***** Texto *****
De acordo com seu relato ao
jornal e relatórios militares, o
suspeito sofreu interrogatórios
de 18 a 20 horas seguidas durante 48 de 54 dias. Foi obrigado a ficar nu em frente a agentes do sexo feminino e ameaçado com cachorros do Exército,
além de ser insultado. As práticas foram tão intensas que
Qahtani foi internado duas vezes com menos de 60 batimentos cardíacos por minuto, condição que pode levar à morte.
O suspeito, saudita, foi capturado no Afeganistão e levado a
Guantánamo em janeiro de
2002. Ele teve a entrada negada
nos EUA um mês antes do 11 de
Setembro, e os EUA suspeitam
que ele planejava ser o 20º sequestrador dos aviões usados
nos ataques. Qahtani nega.
O Pentágono afirma que as
técnicas usadas são legais -elas
ferem as Convenções de Genebra sobre os direitos dos prisioneiros de guerra, mas o governo
Bush alega que estas não se
aplicam a suspeitos de terrorismo, aos quais chama de "combatentes inimigos ilegítimos".
***** Registros listados *****
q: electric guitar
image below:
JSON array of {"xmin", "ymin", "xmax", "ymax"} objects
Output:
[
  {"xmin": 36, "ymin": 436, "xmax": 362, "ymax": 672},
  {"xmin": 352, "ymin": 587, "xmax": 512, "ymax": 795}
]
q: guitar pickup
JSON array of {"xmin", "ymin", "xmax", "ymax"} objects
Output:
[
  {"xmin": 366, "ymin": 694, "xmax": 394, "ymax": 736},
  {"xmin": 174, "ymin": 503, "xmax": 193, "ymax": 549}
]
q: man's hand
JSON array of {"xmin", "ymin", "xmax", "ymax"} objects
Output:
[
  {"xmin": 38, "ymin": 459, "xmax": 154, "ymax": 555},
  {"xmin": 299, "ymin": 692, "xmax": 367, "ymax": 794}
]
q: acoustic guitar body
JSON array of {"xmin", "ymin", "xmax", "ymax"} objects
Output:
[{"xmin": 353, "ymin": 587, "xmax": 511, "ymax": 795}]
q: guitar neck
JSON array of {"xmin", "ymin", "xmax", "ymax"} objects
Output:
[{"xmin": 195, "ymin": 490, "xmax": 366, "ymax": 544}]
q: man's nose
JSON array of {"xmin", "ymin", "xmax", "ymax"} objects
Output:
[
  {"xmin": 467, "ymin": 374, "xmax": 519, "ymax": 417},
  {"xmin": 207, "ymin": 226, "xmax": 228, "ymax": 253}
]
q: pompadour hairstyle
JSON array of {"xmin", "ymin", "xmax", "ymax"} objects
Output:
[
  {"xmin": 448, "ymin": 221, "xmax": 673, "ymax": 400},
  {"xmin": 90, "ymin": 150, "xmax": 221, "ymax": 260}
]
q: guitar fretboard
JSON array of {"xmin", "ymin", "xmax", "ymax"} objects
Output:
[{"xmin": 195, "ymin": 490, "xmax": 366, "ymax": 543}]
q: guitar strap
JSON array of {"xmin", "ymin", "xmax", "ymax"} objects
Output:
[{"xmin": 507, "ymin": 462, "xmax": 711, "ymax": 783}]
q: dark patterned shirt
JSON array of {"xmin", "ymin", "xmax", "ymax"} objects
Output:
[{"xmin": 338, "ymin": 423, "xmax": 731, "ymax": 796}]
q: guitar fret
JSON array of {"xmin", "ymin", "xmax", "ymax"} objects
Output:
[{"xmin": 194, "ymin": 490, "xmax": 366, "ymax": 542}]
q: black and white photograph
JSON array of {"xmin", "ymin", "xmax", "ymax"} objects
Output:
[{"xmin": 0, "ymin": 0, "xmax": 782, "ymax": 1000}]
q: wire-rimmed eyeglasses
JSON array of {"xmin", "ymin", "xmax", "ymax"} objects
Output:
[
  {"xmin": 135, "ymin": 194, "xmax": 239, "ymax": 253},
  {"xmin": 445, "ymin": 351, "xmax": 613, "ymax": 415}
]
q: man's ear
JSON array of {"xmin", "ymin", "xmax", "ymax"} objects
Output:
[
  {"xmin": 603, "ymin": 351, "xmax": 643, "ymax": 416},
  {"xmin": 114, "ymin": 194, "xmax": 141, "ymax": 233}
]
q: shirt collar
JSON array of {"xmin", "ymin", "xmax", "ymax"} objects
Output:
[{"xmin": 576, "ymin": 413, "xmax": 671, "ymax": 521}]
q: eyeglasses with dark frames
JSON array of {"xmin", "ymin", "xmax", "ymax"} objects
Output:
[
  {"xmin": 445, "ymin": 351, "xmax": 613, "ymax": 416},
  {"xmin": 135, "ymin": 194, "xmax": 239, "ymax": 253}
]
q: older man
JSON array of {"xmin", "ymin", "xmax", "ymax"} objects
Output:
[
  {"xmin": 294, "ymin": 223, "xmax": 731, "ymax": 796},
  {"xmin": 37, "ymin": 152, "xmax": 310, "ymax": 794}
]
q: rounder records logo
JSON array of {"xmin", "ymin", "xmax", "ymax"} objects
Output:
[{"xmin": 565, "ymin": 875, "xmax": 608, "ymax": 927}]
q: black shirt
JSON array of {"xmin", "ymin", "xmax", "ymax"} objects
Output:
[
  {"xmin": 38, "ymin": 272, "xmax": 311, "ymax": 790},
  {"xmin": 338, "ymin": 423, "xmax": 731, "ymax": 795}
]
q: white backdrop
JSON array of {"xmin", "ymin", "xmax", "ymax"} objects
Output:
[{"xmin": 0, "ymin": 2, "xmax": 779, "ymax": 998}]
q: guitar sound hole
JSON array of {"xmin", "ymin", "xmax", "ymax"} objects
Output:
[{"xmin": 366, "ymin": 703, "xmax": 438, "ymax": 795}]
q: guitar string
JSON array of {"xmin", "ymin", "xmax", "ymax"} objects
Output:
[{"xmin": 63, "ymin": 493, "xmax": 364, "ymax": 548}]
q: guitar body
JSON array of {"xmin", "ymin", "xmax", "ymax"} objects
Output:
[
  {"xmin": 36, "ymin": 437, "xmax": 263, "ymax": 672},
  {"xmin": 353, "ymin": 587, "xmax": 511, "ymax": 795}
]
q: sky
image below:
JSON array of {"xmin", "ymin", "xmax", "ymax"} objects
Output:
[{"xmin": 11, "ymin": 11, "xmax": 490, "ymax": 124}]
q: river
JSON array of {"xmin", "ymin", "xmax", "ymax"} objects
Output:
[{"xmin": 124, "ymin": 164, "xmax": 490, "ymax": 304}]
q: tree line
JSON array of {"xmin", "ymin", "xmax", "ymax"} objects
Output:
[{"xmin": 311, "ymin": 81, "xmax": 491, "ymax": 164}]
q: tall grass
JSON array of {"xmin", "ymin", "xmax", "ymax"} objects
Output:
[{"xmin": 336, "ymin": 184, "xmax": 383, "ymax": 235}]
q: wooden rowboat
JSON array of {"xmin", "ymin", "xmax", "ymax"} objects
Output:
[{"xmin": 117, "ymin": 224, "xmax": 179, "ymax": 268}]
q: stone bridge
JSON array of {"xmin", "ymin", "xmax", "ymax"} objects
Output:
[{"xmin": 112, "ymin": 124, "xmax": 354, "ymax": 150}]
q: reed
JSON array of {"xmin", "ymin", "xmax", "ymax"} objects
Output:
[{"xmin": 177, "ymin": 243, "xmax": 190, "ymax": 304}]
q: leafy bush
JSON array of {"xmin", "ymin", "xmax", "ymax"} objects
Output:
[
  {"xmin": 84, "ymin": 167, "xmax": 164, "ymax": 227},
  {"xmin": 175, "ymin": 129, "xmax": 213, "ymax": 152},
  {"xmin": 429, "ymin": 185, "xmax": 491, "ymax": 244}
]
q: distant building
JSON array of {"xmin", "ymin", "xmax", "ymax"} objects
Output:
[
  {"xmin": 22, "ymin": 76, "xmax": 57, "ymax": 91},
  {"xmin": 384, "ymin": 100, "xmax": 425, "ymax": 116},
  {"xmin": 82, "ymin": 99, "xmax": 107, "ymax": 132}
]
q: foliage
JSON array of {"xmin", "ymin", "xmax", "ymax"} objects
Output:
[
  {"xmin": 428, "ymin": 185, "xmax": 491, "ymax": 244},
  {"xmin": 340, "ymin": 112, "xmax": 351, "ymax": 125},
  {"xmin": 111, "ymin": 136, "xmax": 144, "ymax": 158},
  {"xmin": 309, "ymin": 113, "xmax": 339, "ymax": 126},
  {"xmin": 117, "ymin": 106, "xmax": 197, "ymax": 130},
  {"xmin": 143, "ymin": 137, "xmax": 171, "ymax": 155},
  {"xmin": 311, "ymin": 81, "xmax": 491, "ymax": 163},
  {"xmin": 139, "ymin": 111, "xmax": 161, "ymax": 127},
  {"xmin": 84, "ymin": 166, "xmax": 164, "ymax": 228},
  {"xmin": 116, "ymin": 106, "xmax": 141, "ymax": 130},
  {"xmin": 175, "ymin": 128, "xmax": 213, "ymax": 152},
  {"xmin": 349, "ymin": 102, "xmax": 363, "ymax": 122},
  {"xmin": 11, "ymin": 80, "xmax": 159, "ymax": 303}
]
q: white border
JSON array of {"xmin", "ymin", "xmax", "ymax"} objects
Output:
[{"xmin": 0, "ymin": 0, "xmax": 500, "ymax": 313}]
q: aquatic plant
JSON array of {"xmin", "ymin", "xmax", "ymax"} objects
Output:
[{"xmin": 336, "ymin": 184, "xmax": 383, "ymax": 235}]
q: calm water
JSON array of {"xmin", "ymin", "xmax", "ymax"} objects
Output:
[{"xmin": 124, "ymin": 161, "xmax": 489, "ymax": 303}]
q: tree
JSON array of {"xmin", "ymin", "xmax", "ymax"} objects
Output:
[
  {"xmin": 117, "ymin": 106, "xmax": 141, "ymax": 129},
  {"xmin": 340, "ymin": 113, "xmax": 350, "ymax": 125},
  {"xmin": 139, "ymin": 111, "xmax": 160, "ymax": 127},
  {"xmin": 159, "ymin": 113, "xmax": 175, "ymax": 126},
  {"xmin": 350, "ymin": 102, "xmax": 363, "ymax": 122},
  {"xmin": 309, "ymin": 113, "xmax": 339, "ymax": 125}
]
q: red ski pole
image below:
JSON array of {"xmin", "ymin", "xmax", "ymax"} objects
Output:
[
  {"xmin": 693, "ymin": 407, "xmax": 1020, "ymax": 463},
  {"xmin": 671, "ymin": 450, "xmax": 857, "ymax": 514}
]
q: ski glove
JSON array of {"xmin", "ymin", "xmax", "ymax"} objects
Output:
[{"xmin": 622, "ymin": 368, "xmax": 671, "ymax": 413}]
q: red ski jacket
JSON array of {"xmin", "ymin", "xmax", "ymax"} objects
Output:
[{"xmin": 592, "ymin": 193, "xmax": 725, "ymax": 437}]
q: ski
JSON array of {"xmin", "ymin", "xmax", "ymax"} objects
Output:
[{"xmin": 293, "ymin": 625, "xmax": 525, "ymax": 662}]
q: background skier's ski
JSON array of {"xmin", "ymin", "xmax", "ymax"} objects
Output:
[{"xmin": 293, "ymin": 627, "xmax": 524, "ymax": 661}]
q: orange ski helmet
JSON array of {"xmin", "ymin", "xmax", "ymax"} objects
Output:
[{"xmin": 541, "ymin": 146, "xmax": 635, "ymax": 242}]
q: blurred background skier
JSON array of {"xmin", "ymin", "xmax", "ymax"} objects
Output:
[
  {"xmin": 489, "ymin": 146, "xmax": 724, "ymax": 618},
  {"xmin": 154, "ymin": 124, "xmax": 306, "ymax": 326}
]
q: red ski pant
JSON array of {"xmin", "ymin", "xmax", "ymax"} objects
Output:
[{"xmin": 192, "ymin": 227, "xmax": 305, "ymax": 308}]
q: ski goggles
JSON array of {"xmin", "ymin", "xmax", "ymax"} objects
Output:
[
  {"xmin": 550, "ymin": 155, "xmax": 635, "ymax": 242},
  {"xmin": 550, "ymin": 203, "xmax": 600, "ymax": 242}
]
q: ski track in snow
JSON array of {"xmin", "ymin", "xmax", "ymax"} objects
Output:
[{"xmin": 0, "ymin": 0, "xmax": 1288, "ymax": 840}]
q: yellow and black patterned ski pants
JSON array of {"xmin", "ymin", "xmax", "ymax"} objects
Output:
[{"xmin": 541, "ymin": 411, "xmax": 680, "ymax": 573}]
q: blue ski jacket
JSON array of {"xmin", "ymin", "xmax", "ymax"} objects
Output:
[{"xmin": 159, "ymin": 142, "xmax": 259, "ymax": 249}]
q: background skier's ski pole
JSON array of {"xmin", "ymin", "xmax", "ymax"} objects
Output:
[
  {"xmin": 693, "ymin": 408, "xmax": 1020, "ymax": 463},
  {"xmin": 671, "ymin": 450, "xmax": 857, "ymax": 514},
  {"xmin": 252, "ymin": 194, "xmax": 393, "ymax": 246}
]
*****
__Problema curto__:
De acordo com o texto sobre Qahtani, em que mês e ano o suspeito foi levado a Guantánamo? Responda com base somente no texto.

__Resposta do exercício__:
Em janeiro de 2002.